2024 United States presidential election in Utah
- Turnout: 85.26% ▼4.83 pp
| Nominee | Donald Trump | Kamala Harris |  |
| Party | Republican | Democratic |
| Home state | Florida | California |
| Running mate | JD Vance | Tim Walz |
| Electoral vote | 6 | 0 |
| Popular vote | 883,818 | 562,566 |
| Percentage | 59.38% | 37.79% |
| Trump 40–50% 50–60% 60–70% 70–80% 80–90% 90–100% | Harris 40–50% 50–60% 60–70% 70–80% 80–90% 90–100% | Tie/No data |
| President before election Joe Biden Democratic | Elected President Donald Trump Republican |

= 2024 United States presidential election in Utah =

The 2024 United States presidential election in Utah took place on Tuesday, November 5, 2024, as part of the 2024 United States presidential election in which all 50 states plus the District of Columbia participated. Utah voters chose electors to represent them in the Electoral College via a popular vote. The state of Utah has six electoral votes in the Electoral College, following reapportionment due to the 2020 United States census in which the state neither gained nor lost a seat. Prior to the election, all major news organizations once again considered Utah a state Trump would win, or a red state.

- _Exercises_:
[1] Repeat the stretch of the Utah election article from "The 2024 United States presidential election in Utah" through "a red state.".
[2] State whether each statement agrees with the Utah election article, answering yes or no and quoting the deciding words: (a) Utah has six electoral votes in the Electoral College. (b) Utah gained a seat after the 2020 United States census. (c) The election in Utah took place on Tuesday, November 5, 2024.
The lines after the Utah election article are not needed.

- _Material shown_:
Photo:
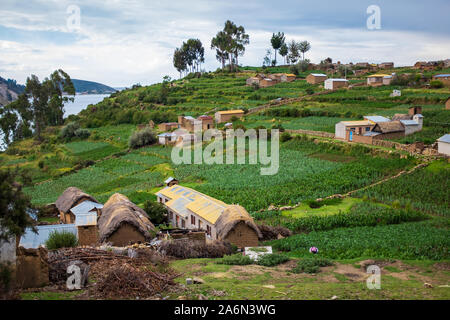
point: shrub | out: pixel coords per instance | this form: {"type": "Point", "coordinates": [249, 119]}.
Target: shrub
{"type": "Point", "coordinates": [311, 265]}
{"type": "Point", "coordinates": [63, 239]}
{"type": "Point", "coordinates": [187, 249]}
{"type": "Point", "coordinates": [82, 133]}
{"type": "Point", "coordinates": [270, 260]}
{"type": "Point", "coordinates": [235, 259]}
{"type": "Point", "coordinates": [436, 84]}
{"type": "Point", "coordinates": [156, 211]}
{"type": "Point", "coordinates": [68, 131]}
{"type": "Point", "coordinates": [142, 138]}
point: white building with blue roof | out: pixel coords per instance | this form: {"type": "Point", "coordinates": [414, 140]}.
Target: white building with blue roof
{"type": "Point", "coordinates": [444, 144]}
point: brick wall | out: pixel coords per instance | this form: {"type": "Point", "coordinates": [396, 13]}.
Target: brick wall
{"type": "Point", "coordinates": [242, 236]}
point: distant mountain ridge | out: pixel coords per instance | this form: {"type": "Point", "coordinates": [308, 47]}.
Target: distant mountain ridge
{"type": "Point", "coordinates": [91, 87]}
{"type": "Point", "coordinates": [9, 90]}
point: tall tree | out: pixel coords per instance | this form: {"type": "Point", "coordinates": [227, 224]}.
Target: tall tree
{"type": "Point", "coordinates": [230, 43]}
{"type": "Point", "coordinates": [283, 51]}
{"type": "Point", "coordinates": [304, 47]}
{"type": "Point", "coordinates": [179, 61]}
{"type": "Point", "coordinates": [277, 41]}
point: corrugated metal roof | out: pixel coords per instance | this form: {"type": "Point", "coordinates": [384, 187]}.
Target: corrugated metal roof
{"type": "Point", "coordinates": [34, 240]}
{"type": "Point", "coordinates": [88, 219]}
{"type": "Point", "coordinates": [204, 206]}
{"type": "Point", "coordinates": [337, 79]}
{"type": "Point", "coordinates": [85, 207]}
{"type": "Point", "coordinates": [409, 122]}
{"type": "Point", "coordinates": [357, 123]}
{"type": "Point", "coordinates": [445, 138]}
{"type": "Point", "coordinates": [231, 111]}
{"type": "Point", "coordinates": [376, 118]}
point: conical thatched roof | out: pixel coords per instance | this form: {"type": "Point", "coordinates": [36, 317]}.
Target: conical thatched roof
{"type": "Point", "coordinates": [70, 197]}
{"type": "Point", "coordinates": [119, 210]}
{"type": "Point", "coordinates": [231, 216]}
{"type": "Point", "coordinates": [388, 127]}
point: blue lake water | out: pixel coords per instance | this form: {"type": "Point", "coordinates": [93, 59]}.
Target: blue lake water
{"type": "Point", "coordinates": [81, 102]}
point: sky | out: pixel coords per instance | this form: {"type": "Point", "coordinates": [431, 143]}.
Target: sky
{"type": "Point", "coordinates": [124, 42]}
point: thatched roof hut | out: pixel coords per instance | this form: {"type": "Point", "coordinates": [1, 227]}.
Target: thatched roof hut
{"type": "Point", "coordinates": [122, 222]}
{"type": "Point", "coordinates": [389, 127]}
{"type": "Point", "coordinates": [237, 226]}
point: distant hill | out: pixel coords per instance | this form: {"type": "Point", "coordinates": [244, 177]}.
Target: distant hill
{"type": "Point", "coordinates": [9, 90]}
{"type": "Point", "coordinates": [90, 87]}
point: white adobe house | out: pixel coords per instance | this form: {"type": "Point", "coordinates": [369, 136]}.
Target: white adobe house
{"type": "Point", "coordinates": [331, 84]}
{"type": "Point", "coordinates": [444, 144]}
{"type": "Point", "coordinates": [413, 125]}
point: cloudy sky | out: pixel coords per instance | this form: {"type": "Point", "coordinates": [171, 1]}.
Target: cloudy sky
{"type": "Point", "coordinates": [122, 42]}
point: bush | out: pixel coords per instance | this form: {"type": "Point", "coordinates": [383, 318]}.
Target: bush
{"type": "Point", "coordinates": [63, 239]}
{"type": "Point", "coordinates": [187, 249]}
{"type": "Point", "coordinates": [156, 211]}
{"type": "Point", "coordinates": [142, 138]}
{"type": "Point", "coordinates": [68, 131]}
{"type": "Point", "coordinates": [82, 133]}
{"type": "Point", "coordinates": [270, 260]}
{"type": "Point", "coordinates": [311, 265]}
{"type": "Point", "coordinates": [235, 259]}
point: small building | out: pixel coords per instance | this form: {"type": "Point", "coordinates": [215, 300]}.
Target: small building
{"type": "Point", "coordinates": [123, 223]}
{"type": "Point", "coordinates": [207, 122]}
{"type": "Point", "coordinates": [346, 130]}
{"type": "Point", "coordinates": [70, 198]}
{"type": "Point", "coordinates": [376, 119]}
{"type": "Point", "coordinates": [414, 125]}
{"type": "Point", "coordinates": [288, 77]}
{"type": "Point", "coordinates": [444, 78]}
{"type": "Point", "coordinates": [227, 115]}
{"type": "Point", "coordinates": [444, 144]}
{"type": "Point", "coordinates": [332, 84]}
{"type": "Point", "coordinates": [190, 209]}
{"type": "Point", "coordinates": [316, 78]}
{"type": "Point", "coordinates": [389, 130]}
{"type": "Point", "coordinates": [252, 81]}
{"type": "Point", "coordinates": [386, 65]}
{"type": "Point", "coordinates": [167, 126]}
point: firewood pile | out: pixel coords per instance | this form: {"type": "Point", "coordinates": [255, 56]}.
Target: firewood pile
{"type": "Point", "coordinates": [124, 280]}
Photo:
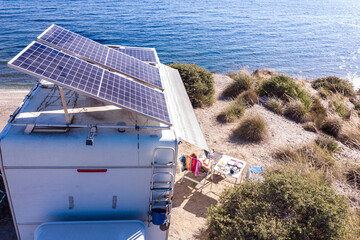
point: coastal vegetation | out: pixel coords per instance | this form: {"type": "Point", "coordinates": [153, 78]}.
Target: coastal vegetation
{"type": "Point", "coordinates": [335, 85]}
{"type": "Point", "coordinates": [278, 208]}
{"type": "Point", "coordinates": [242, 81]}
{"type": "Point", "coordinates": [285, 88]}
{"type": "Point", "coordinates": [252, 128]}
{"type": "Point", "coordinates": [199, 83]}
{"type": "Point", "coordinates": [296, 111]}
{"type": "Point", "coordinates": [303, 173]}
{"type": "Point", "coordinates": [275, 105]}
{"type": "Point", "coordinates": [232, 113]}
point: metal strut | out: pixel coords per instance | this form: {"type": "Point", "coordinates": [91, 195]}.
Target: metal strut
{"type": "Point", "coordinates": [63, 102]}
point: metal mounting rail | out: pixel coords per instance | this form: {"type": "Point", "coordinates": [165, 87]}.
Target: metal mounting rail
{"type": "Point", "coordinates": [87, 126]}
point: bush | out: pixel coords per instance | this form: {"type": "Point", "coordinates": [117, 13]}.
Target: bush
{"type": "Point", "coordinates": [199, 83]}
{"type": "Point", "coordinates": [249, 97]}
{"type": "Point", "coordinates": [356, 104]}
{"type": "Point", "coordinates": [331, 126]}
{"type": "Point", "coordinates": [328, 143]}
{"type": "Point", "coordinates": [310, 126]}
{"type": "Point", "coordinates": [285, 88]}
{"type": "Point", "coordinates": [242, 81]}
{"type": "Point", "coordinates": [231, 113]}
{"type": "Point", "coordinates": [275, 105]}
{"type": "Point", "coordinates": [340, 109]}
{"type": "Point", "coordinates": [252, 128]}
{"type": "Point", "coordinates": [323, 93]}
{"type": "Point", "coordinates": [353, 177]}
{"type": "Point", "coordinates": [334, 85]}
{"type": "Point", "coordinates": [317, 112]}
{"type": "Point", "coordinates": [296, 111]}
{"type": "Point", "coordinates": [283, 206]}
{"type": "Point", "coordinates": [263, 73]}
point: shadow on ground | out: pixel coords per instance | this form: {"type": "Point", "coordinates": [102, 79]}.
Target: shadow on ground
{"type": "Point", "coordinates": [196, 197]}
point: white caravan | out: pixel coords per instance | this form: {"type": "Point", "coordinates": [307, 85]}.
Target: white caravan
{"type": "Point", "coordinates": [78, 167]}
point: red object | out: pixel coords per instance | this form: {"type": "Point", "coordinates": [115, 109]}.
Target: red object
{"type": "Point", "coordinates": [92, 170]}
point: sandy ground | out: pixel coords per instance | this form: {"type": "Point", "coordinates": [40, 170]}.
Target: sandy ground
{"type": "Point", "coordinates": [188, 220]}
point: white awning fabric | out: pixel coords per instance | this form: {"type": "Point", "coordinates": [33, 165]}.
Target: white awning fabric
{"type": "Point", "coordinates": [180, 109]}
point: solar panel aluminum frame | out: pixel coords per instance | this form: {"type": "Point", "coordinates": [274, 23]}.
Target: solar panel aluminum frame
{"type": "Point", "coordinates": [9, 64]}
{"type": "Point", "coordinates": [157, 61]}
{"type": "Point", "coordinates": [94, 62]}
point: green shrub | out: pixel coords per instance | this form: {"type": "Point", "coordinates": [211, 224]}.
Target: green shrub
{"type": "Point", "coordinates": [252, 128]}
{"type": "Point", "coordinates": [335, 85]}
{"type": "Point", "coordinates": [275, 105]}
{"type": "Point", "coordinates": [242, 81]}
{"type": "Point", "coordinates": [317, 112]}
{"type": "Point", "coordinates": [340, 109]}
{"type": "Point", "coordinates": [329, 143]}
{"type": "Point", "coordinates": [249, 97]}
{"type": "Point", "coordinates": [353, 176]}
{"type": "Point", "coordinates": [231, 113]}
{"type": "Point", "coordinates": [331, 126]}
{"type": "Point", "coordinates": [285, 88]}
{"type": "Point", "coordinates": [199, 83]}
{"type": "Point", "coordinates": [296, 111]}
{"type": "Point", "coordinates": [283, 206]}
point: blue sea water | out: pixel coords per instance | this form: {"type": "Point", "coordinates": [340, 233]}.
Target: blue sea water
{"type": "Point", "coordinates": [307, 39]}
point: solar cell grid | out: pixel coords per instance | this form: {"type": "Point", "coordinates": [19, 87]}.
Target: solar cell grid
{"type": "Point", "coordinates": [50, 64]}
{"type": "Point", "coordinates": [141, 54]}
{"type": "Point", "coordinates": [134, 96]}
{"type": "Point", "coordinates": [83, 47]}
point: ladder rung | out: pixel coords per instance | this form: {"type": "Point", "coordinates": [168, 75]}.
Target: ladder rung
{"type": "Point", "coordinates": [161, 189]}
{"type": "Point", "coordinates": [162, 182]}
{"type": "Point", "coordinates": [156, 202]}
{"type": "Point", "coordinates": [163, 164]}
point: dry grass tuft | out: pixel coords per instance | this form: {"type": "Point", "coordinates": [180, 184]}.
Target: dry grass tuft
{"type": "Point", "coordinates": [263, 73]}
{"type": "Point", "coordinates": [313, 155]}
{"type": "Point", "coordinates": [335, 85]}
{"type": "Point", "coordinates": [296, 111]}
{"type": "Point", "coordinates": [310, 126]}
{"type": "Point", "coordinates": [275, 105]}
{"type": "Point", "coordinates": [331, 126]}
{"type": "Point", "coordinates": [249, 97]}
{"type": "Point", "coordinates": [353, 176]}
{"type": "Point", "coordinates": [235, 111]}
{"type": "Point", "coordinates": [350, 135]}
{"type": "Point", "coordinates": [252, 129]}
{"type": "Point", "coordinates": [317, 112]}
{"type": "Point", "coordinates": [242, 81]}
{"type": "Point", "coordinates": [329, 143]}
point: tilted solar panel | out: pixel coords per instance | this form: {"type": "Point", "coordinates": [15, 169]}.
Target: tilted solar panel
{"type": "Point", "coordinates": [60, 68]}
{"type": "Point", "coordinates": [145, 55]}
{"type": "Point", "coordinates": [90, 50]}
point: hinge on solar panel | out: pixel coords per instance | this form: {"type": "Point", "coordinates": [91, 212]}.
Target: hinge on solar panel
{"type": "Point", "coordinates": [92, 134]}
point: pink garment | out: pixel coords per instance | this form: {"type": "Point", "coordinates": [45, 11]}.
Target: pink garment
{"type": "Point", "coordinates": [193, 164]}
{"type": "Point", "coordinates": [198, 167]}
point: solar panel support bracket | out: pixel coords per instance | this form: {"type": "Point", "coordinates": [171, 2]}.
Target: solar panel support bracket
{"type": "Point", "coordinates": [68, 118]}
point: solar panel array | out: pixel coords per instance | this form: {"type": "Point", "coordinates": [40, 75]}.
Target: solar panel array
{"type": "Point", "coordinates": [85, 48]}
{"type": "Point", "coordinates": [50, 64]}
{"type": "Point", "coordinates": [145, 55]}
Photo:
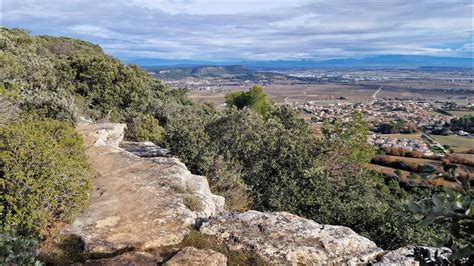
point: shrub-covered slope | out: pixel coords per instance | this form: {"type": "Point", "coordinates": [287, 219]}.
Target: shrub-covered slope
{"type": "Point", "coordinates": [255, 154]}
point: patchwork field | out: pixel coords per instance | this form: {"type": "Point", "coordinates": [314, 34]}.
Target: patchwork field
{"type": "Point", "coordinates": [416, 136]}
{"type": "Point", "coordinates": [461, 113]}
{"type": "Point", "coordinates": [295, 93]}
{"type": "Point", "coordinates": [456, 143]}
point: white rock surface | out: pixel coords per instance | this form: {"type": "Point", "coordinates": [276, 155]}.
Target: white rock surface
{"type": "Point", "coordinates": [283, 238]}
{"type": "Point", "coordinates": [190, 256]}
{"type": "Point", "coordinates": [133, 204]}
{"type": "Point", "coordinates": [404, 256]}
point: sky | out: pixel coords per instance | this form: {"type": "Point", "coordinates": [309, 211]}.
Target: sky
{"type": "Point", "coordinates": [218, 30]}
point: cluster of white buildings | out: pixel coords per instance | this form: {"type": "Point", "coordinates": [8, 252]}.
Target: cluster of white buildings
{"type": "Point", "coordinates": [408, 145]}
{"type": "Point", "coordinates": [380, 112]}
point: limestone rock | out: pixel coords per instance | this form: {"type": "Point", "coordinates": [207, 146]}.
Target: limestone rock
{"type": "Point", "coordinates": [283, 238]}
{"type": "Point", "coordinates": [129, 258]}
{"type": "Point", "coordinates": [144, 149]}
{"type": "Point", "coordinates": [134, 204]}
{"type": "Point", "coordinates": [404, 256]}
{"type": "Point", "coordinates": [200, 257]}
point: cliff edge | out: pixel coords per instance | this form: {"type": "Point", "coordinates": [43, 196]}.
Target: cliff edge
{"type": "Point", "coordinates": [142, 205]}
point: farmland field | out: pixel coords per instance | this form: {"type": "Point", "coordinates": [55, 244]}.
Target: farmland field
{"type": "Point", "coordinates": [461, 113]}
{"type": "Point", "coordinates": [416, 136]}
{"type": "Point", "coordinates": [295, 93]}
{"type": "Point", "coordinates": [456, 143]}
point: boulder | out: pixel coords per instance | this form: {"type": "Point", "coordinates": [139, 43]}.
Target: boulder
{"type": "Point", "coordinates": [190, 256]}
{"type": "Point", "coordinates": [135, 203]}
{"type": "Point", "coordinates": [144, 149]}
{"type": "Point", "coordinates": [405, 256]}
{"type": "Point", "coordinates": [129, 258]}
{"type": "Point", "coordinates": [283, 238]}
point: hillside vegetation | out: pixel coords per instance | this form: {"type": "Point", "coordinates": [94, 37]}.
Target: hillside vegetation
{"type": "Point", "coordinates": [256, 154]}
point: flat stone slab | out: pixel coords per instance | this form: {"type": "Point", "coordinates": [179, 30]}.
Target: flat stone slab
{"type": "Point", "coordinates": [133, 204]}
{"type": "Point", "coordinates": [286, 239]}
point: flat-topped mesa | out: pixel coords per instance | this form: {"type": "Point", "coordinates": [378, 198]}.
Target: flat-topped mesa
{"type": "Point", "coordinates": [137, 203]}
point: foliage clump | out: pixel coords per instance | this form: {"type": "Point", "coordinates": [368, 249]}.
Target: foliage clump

- _Results_:
[1]
The 2024 United States presidential election in Utah took place on Tuesday, November 5, 2024, as part of the 2024 United States presidential election in which all 50 states plus the District of Columbia participated. Utah voters chose electors to represent them in the Electoral College via a popular vote. The state of Utah has six electoral votes in the Electoral College, following reapportionment due to the 2020 United States census in which the state neither gained nor lost a seat. Prior to the election, all major news organizations once again considered Utah a state Trump would win, or a red state.

[2]
(a) Yes: "The state of Utah has six electoral votes in the Electoral College"
(b) No: "the state neither gained nor lost a seat"
(c) Yes: "took place on Tuesday, November 5, 2024"